▶ _Required task a_: Translate this sentence from the essay on the university and the state of North Carolina into Spanish: "Trust is at the foundation of any healthy relationship, whether it’s a marriage, a business partnership, or a sprawling university."

▶ _Extract to read_:
────
|In North Carolina, the relationship between the flagship public university and the state seems to be broken and getting worse. And that’s despite the good intentions of the chancellor, the chair of the faculty, and the leader of the Board of Trustees.|
Trust is at the foundation of any healthy relationship, whether it’s a marriage, a business partnership, or a sprawling university. Partners must share a vision and trust one another to carry it out. Jonathan Cole, the former provost at Columbia, describes the relationship between a university and the government as “an uneasy compact,” sustained by tacit agreements and mutual understanding. “When trust breaks down, the other values and all that is built on them are in peril.”
In Our Higher Calling, the book I wrote with UNC’s former Chancellor Holden Thorp, we summarized Cole’s concept as a partnership with the public. In exchange for educating a highly competitive workforce and leading the discovery of new knowledge, academic communities will be funded and allowed to run as a meritocracy, with the freedom to both explore and occasionally espouse unpopular ideas. Recognizing that education and discovery are messy enterprises, universities get a freer hand than just about any public entity to run their own affairs. When the trust level is high, this tradeoff works well for both sides. When the trust level is low, it becomes a recipe for disaster.
I’ve witnessed that disturbing spiral at Carolina. I teach a class on higher education with the current chancellor, and I’m well acquainted with many former and current trustees, some of whom were college classmates. I’ve also been a member of the faculty for seventeen years. The recent controversy over the failed hiring of Nikole Hannah-Jones in the School of Journalism and Media brought worldwide attention to the dysfunction that’s been building for at least a decade between the University and its governing bodies. Both internal and external forces have contributed to the erosion of trust, threatening a partnership that has benefitted North Carolina since 1789.
The internal forces begin with the partners themselves. Faculty, for the most part, do not recognize that academic freedom and shared governance come at a price. Students and their parents expect job-ready graduates who are also equipped to be thoughtful and productive citizens. They expect research that drives the economy and supports a better quality of life for citizens of the state and beyond.
At the same time, trustees are skeptical about the ability of academics — most of whom have little training in business, finance, or politics — to run an institution as massive and complex as a modern research university. There aren’t many multi-billion-dollar enterprises run on consensus-oriented shared governance models, and many trustees would like to see a more top-down approach that prioritizes action over a discussion. One trustee, when asked how long it takes to understand the university’s decision-making process, replied, “I hope I live that long.”
For many years, an environment of relative trust was enough to reconcile those different worldviews. So long as Carolina continued to win basketball games and turn out loyal graduates, there wasn’t much soul-searching about its relationship to the life of the state. Battles were fought over the budget, with trustees asserting an increasing interest in governance in the interest of maintaining state funding. When cultural issues such as the removal of a Confederate statue from campus entered the debate, public trust declined, and the University faced greater scrutiny from lawmakers and governing officials. At the same time, these same hot-button issues galvanized large segments of the faculty who had previously paid little attention to governance structures outside their own department or field. Faculty outspokenness led to deepening frustration among trustees, who saw high-profile stands on political issues causing unnecessary friction with legislators and donors.
────
▶ _Given entries_:
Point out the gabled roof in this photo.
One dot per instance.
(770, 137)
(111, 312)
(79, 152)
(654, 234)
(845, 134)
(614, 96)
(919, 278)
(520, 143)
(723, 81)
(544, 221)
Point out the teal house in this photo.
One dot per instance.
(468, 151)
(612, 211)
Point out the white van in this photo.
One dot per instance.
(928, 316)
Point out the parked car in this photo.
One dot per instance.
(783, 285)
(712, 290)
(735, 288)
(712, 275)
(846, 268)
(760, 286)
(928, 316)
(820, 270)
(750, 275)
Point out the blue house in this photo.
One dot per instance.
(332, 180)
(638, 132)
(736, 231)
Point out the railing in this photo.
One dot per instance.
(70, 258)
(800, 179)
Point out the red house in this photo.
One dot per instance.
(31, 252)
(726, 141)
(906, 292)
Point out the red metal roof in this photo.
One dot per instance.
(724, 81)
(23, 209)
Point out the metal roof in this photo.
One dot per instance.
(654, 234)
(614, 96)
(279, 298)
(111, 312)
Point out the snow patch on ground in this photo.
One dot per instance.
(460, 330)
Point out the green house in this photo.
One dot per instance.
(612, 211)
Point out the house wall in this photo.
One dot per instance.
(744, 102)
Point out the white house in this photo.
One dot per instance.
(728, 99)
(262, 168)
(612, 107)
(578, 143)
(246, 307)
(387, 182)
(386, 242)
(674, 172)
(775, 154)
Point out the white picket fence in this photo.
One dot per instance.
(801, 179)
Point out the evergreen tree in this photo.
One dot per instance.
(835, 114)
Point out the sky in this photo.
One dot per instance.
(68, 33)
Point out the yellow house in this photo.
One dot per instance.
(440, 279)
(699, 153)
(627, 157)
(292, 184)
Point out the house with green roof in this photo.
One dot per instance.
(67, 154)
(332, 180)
────
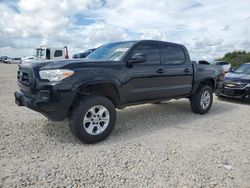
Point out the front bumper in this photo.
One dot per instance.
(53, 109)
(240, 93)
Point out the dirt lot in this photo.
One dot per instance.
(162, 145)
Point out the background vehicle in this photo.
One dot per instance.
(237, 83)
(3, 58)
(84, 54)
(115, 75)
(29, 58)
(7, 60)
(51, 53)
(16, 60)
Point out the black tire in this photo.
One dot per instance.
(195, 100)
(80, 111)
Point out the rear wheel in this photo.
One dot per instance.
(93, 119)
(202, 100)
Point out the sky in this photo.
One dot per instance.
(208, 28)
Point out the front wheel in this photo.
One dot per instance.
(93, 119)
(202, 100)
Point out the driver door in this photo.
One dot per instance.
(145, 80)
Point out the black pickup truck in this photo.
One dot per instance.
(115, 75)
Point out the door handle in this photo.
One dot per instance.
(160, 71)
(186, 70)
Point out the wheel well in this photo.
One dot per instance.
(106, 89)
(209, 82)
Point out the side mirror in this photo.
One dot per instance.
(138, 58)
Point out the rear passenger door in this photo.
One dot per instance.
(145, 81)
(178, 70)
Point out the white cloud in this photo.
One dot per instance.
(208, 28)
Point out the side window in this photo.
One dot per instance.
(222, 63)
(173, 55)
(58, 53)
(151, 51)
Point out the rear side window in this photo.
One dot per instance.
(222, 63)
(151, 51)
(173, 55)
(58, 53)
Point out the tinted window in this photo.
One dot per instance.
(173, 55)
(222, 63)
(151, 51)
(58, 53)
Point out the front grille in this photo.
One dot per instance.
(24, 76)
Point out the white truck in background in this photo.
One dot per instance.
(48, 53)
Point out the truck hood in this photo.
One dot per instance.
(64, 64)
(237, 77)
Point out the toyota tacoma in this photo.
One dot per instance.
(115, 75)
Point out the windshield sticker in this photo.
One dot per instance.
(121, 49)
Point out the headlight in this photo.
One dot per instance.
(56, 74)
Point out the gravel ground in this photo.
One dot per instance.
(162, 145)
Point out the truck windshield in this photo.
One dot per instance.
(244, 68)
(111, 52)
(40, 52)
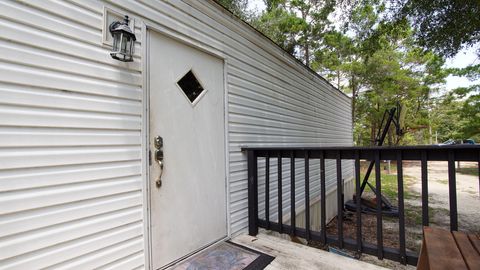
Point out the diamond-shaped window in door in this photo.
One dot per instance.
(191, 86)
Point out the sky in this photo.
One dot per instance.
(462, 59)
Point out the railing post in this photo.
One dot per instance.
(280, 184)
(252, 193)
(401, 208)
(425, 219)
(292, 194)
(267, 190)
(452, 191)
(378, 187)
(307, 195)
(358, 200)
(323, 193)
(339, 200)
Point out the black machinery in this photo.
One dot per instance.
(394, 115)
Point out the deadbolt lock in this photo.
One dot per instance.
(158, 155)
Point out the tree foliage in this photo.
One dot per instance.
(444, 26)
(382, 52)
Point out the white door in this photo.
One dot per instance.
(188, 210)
────
▶ _Required task b_: Pull out every line of the records above that contains the word "black".

▶ _Task result a_: La confianza es la base de cualquier relación sana, ya sea un matrimonio, una sociedad comercial o una universidad de enormes dimensiones.

▶ _Task result b_:
Point out the black tire in this photo.
Point out the black pickup truck in this photo.
Point out the black machinery in this photo.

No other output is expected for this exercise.